Work to complete:
Exclude the images and transcribe the entries below precisely.

+ + +

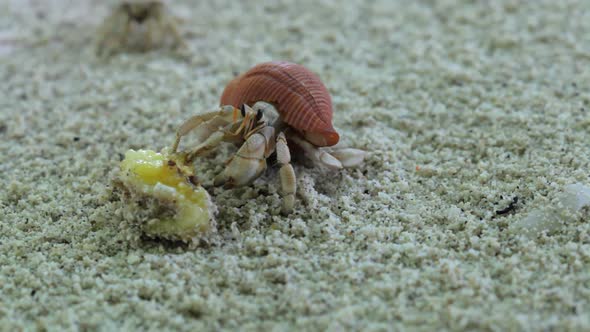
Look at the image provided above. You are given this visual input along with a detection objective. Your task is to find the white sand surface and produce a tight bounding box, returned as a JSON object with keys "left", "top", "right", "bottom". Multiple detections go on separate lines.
{"left": 1, "top": 0, "right": 590, "bottom": 330}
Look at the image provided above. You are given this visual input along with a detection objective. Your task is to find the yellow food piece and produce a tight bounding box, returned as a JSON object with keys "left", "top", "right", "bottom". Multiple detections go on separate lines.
{"left": 119, "top": 149, "right": 215, "bottom": 240}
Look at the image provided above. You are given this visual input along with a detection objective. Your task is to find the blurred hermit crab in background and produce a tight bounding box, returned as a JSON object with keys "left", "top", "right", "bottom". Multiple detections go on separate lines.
{"left": 172, "top": 61, "right": 367, "bottom": 215}
{"left": 96, "top": 0, "right": 186, "bottom": 56}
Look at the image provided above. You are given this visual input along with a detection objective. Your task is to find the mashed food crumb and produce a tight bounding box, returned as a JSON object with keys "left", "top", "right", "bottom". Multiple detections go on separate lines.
{"left": 117, "top": 149, "right": 216, "bottom": 241}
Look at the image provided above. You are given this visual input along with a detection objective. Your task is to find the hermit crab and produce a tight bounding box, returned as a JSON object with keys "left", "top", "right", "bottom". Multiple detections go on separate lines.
{"left": 96, "top": 0, "right": 185, "bottom": 56}
{"left": 172, "top": 61, "right": 366, "bottom": 214}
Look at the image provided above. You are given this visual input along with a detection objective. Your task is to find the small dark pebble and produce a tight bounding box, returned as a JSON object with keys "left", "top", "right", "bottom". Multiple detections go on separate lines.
{"left": 496, "top": 196, "right": 519, "bottom": 215}
{"left": 188, "top": 175, "right": 199, "bottom": 185}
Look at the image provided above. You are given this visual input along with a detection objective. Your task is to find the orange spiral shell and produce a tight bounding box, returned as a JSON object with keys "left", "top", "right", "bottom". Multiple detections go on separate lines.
{"left": 220, "top": 61, "right": 339, "bottom": 147}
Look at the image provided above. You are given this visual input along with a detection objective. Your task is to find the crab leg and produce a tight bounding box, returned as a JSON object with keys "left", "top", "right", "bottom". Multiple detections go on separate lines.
{"left": 96, "top": 7, "right": 130, "bottom": 56}
{"left": 324, "top": 147, "right": 366, "bottom": 168}
{"left": 288, "top": 131, "right": 366, "bottom": 169}
{"left": 145, "top": 16, "right": 156, "bottom": 51}
{"left": 171, "top": 105, "right": 237, "bottom": 153}
{"left": 276, "top": 132, "right": 296, "bottom": 215}
{"left": 184, "top": 131, "right": 226, "bottom": 162}
{"left": 288, "top": 133, "right": 343, "bottom": 170}
{"left": 184, "top": 112, "right": 257, "bottom": 161}
{"left": 160, "top": 13, "right": 187, "bottom": 50}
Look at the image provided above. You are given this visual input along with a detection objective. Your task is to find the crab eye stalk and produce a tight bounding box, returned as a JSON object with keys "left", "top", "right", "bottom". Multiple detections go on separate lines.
{"left": 240, "top": 104, "right": 247, "bottom": 117}
{"left": 256, "top": 109, "right": 263, "bottom": 121}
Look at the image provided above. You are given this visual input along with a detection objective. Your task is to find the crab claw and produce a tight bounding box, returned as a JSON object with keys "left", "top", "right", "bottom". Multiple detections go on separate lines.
{"left": 213, "top": 161, "right": 266, "bottom": 188}
{"left": 213, "top": 131, "right": 269, "bottom": 188}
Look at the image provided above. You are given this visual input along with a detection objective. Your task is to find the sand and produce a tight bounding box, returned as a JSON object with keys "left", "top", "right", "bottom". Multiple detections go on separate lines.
{"left": 1, "top": 0, "right": 590, "bottom": 330}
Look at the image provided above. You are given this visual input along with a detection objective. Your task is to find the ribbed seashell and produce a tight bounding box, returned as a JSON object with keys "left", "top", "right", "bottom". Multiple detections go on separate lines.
{"left": 220, "top": 61, "right": 339, "bottom": 147}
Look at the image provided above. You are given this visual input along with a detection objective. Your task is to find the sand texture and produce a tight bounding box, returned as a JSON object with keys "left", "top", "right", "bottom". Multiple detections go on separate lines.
{"left": 1, "top": 0, "right": 590, "bottom": 330}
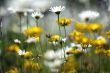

+ + +

Expected output:
Look at the image provided above. You are given this visual input along with a detection objective. Your task is to find the white sand surface and produce a tight bounding box, returned as a JSON object with keys "left", "top", "right", "bottom". Multiple detections go on separate lines.
{"left": 1, "top": 0, "right": 590, "bottom": 330}
Look at the image provided above. You are given this visual input along with a detection objective. Your task is to find the yellow food piece and produce a tight bounding box, returned as a JSON object with keys "left", "top", "right", "bottom". Multiple detections go on separate lines.
{"left": 119, "top": 149, "right": 215, "bottom": 240}
Look at the image provided above. You are given this visual input along with a detection objective. Your task is to find the blurred hermit crab in background and produce a tight bounding box, returned as a JSON object with keys "left", "top", "right", "bottom". Multiple detections go on separate lines.
{"left": 172, "top": 61, "right": 367, "bottom": 215}
{"left": 96, "top": 0, "right": 186, "bottom": 56}
Look at the image provided above. You are given this visual input along with a detection objective. Your task is to find the mashed food crumb and produce a tight bounding box, returned as a JSON object with keys "left", "top", "right", "bottom". Multiple detections go on separate lines.
{"left": 117, "top": 149, "right": 216, "bottom": 241}
Look at the image provided above. You are given this visual input along with a detection objective. Your task is to find the hermit crab and produce a tight bounding box, returned as a JSON object with keys "left", "top", "right", "bottom". Multiple detections go on separate lines.
{"left": 96, "top": 0, "right": 185, "bottom": 56}
{"left": 172, "top": 61, "right": 366, "bottom": 214}
Look at the image provided above. You are given this visual input along with a detection objective. Your task is to find the small dark pebble and produce a tight bounding box, returned as a JSON object with keys "left", "top", "right", "bottom". Multiple detections go on separate lines.
{"left": 496, "top": 196, "right": 519, "bottom": 215}
{"left": 188, "top": 175, "right": 199, "bottom": 185}
Look at the image provided above. You are given this visual input along with a detection objective. Your task is to find the orange spiral shell and produce a tight bounding box, returned as a JSON object with keys "left", "top", "right", "bottom". Multiple detections go on separate lines.
{"left": 220, "top": 61, "right": 339, "bottom": 147}
Look at the image provided above. You are given this visual input along with a detection objective. Your task is to find the crab leg and produce a tight bounding box, returned as a JSON object with keys "left", "top", "right", "bottom". Multiple detections go on separate lines.
{"left": 96, "top": 7, "right": 130, "bottom": 56}
{"left": 324, "top": 147, "right": 366, "bottom": 168}
{"left": 288, "top": 131, "right": 366, "bottom": 169}
{"left": 145, "top": 16, "right": 156, "bottom": 51}
{"left": 171, "top": 105, "right": 237, "bottom": 153}
{"left": 276, "top": 132, "right": 296, "bottom": 215}
{"left": 184, "top": 131, "right": 226, "bottom": 162}
{"left": 288, "top": 133, "right": 343, "bottom": 170}
{"left": 184, "top": 112, "right": 257, "bottom": 161}
{"left": 160, "top": 13, "right": 187, "bottom": 50}
Look at the image provided above. You are given this visual input along with a detection objective. Your task is to find the crab eye stalk and produce a tight bounding box, returned as a JSON object with keys "left", "top", "right", "bottom". Multiple detections go on separate lines.
{"left": 240, "top": 104, "right": 247, "bottom": 117}
{"left": 256, "top": 109, "right": 263, "bottom": 121}
Look at the image provided above. You are given this visual input along with a detection objective. Your task is to find the crab claw and produce a tight bounding box, returned as a JSON object with keys "left", "top", "right", "bottom". Multiple detections go on separate lines.
{"left": 213, "top": 161, "right": 266, "bottom": 188}
{"left": 213, "top": 131, "right": 269, "bottom": 188}
Look at the image provided above. You are given this visual input along with a detection objective. Your task is to find the sand and produce a tight bounding box, returned as a JSON object with keys "left", "top", "right", "bottom". Multiple detections go on separate lines.
{"left": 1, "top": 0, "right": 590, "bottom": 330}
Look at the image provided above. You are given this visual input along with a detection objective. Your task is to find the ribbed seashell and produce a tight bounding box, returned as a JSON object with keys "left", "top", "right", "bottom". Multiple detections go on separate lines.
{"left": 220, "top": 61, "right": 339, "bottom": 147}
Look at the image provided above. You are given this visual input along with a detection objective. Your task is to find the sand texture and produce a tight bounding box, returned as a JSON object with keys "left", "top", "right", "bottom". Multiple detections go on separate lines.
{"left": 1, "top": 0, "right": 590, "bottom": 330}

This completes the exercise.